Your task >>
Render as a JSON list of strings, one string per line, the lines of the data listing below from the line with "I need to verify whether the place" to the line with "373, 261, 600, 393", leaving out blank lines.

Data listing:
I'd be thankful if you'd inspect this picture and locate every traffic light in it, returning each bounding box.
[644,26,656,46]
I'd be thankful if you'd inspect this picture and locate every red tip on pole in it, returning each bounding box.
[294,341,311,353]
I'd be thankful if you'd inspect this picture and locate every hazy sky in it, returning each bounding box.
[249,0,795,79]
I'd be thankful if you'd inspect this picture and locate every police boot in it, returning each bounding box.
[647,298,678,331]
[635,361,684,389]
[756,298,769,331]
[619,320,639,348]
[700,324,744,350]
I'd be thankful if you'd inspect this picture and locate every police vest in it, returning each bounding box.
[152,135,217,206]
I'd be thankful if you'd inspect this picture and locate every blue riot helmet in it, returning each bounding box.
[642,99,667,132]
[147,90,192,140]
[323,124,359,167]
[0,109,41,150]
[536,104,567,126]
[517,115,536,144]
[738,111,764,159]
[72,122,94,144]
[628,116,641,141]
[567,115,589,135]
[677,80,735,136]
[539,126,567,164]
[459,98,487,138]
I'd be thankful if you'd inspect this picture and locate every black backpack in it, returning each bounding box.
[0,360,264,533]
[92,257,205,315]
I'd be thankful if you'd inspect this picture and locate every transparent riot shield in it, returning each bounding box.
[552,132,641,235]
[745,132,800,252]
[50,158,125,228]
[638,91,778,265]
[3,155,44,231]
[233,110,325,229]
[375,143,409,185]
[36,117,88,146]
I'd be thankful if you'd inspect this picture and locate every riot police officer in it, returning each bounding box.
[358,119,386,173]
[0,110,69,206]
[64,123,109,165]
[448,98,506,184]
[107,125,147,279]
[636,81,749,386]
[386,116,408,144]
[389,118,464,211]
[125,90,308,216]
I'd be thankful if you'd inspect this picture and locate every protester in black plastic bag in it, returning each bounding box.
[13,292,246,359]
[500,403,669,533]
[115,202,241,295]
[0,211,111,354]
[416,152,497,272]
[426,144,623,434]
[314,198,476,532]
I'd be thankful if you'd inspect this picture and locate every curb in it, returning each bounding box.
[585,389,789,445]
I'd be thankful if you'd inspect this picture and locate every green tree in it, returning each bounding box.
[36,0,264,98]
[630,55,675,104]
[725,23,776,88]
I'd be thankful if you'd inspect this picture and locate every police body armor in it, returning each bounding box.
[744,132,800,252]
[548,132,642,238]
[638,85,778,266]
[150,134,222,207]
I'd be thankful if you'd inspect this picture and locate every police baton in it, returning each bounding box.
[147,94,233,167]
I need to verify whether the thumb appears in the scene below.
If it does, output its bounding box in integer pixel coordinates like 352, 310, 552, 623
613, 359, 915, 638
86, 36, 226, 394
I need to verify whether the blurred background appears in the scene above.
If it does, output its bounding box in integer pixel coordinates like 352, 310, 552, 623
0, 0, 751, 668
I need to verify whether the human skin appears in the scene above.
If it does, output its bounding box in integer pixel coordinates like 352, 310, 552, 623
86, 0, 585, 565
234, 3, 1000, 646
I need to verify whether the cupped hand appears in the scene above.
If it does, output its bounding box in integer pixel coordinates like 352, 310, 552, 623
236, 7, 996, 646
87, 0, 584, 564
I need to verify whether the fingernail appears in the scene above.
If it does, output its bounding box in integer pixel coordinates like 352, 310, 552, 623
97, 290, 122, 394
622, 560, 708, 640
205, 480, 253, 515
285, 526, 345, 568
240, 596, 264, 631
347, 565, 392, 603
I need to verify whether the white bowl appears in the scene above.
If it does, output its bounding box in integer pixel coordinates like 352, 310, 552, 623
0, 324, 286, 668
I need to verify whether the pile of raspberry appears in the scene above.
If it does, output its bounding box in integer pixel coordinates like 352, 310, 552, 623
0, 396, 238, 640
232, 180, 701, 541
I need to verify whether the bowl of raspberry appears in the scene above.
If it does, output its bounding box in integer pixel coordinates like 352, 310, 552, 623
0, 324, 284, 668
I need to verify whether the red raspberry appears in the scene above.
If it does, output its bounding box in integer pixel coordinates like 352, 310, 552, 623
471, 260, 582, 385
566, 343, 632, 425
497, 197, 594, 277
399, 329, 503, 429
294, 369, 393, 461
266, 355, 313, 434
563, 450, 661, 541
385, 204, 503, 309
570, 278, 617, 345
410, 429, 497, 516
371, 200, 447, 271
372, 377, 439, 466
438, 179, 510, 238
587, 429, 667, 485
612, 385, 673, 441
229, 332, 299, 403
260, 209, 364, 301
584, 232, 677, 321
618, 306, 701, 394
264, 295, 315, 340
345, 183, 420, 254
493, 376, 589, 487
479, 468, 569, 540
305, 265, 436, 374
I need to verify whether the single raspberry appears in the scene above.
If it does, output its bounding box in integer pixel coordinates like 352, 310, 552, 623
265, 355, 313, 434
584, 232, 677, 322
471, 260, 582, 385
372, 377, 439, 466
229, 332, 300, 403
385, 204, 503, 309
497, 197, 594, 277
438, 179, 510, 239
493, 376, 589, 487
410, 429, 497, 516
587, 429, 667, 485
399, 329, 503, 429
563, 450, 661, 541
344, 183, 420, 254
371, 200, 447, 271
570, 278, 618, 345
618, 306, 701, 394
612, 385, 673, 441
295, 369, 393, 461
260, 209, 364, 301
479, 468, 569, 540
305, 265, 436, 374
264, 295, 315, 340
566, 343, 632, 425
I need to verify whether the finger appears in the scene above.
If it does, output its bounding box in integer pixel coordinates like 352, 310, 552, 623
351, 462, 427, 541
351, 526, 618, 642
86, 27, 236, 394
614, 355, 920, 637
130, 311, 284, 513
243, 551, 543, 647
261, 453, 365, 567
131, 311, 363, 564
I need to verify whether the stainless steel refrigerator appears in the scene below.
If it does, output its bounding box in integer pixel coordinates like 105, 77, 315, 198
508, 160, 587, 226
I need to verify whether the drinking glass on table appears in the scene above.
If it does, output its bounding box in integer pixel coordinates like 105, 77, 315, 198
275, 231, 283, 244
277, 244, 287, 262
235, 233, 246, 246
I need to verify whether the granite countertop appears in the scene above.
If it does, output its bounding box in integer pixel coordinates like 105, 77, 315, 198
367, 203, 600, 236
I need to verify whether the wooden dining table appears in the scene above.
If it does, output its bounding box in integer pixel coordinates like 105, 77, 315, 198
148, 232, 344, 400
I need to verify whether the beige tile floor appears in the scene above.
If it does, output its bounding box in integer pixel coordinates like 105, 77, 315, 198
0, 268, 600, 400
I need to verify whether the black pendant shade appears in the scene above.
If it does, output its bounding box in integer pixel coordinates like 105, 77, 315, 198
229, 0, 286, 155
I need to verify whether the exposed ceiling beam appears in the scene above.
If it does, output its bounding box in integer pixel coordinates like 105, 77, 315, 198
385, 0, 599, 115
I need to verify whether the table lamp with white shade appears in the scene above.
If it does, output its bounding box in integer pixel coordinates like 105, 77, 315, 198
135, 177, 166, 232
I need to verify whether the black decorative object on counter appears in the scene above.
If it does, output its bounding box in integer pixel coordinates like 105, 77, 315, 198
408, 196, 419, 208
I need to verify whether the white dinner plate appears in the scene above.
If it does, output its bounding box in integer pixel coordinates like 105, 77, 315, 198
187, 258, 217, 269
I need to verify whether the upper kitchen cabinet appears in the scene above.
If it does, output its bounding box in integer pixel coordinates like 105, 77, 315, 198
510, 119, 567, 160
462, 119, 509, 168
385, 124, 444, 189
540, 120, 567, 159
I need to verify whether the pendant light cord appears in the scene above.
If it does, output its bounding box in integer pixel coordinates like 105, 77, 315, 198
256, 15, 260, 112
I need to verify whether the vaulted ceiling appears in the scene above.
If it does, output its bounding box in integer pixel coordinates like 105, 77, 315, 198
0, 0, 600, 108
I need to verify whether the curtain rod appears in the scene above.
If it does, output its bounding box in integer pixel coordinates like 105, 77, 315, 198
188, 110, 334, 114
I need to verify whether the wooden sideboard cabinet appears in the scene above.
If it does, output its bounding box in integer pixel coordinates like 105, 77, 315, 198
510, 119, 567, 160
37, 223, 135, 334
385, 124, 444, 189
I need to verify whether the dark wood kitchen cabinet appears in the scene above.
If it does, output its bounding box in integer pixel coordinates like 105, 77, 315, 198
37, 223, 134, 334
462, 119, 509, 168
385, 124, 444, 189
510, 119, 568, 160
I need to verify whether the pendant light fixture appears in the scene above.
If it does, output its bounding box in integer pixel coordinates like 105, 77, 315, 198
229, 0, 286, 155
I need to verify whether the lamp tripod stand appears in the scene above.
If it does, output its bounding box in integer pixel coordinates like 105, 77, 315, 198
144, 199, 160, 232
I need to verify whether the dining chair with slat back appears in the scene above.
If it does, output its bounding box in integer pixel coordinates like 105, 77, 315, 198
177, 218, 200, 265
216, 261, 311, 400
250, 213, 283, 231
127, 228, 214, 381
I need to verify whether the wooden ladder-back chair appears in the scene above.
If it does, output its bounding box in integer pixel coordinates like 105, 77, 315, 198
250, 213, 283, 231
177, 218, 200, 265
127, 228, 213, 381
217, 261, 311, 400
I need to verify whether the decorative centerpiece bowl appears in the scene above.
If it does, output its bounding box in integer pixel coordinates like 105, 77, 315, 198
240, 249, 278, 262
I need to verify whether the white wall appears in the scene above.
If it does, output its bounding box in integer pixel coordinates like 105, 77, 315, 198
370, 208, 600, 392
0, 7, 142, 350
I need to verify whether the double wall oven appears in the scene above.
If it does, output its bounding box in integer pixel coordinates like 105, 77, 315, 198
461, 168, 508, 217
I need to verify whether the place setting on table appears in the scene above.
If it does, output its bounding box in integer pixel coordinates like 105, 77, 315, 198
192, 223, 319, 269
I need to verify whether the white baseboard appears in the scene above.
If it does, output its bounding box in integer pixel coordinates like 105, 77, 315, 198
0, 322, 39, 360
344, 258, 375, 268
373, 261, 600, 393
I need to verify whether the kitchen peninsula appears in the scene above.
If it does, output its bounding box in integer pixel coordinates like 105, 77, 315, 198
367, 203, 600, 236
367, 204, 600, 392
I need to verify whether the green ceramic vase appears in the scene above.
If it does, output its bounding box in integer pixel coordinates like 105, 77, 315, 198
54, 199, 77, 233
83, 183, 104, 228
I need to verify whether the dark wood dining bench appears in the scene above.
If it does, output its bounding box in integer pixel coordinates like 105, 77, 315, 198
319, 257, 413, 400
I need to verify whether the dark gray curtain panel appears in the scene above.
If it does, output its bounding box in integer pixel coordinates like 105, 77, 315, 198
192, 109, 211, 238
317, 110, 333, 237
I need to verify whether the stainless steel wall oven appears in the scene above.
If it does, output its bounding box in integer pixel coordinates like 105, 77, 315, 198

Answer to the task >>
[
  "I need to verify whether the place setting on table appears in the scene above.",
  "If it does, output its bounding box in integer pixel coordinates like 105, 77, 315, 198",
  "192, 223, 319, 269",
  "I need to verify whether the white baseboard appears in the scene above.",
  "If it does, output its bounding box in integer pixel coordinates like 105, 77, 315, 198",
  "0, 322, 39, 360",
  "344, 258, 375, 268",
  "373, 261, 600, 393"
]